Responda a estas perguntas sobre o trecho citado sobre os evangelhos:
(a) Quantos evangelhos havia, no mínimo, no início do século IV d.C.?
(b) Em que ano e em que lugar foram descobertos os manuscritos do Mar Morto?
(c) De qual doutrina grega o conteúdo ético dos evangelhos herda traços?

Trecho citado:
╔══

Em grego, a palavra evangelho junta o prefixo eu (bom, bem, como em eufemismo, bem dizer) e o substantivo angelía ("mensagem"); forma-se assim a palavra que designa boa nova, como se pretendem os evangelhos bíblicos. Não são História, nem biografia, Filosofia ou Teologia, mas contêm pitadas destas, sem suas metodologias; não são também gênero literário, menos ainda revelação divina, mas historietas populares com qualidade e conteúdo similar a Paulo Coelho: os feitos extraordinários de um mago nômade e alguma sabedoria. Havia, no início do século IV d.C., ao menos 17 evangelhos, ficções em prosa em torno do personagem literário e já folclórico Jesus Cristo, a síntese de mitos e heróis antigos, celebrador do vinho e da amizade, vítima de morte trágica e renascimento misterioso. Entre muita prosódia, há nos evangelhos pouca novidade, mas alguma mensagem, mística e ética. 

O conteúdo místico dos evangelhos refere herança judaica (hiper- autoridade patriarcal divinizada) e as crenças de outras seitas daquela era. Com a descoberta dos manuscritos do Mar Morto, em Qumram (1947), conhecemos as ideias dos essênios, similares às dos cristãos primitivos, com maior puritanismo. Ciosa da noção de palavra revelada e da originalidade da mensagem, a Igreja Católica tentou abafar a difusão daqueles escritos, hoje plenamente conhecidos; evidenciou-se a natureza cultural e histórica da crença cristã e sua pouca originalidade. 

 "Face a esses vis pastores, parecem preferíveis 
igrejas católica ou luterana, 
ainda mais na época de um papa lúcido"

Já o conteúdo ético, de natureza filosófica, herda traços do estoicismo, doutrina grega muito difundida no Império Romano. Talvez Nietzsche tenha errado ao chamar Cristo de Platão dos pobres; seria antes um Zenão dos crentes, ou um Sêneca da Galileia. A mensagem estoica possui alto grau de altruísmo e é a parte mais nobre da religião que dominou o mundo protegida pelo Império. Se desbastarmos do cristianismo as ambições de riqueza e poder, sobrará um núcleo ético estoico, e este será sempre relevante. A filosofia pode salvar algo da religião.

╚══

Dados brutos:
╔══

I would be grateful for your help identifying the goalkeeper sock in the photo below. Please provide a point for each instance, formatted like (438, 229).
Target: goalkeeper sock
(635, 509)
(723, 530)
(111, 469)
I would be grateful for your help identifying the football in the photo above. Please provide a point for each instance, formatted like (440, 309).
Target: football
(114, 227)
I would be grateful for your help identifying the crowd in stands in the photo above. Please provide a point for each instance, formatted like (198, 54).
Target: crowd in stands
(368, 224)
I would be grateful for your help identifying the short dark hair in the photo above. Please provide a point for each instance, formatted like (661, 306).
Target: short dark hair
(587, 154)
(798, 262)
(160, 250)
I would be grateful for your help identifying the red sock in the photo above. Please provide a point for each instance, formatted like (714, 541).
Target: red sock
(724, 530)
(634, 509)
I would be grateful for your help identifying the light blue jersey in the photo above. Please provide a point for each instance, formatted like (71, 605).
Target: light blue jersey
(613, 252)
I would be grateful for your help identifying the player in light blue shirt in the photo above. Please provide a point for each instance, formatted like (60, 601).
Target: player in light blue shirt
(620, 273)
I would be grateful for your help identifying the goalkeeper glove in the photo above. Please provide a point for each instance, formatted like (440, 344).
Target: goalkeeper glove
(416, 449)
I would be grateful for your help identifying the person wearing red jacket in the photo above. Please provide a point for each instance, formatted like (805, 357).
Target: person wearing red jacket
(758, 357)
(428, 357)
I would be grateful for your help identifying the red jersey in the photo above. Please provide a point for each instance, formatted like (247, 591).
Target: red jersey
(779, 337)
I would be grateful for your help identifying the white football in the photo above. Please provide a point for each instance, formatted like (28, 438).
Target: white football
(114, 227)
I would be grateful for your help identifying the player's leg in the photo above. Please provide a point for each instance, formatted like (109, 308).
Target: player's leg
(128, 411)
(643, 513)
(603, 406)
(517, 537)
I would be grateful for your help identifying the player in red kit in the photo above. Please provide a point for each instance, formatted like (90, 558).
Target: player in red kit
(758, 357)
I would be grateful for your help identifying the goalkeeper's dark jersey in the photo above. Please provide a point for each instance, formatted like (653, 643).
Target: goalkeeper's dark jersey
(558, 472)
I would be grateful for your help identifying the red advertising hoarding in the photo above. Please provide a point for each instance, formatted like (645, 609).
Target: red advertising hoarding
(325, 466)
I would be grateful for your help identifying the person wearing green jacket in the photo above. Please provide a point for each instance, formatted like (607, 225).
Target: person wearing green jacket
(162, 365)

╚══

Resposta do exercício:
(a) Ao menos 17.
(b) Em 1947, em Qumram.
(c) Do estoicismo.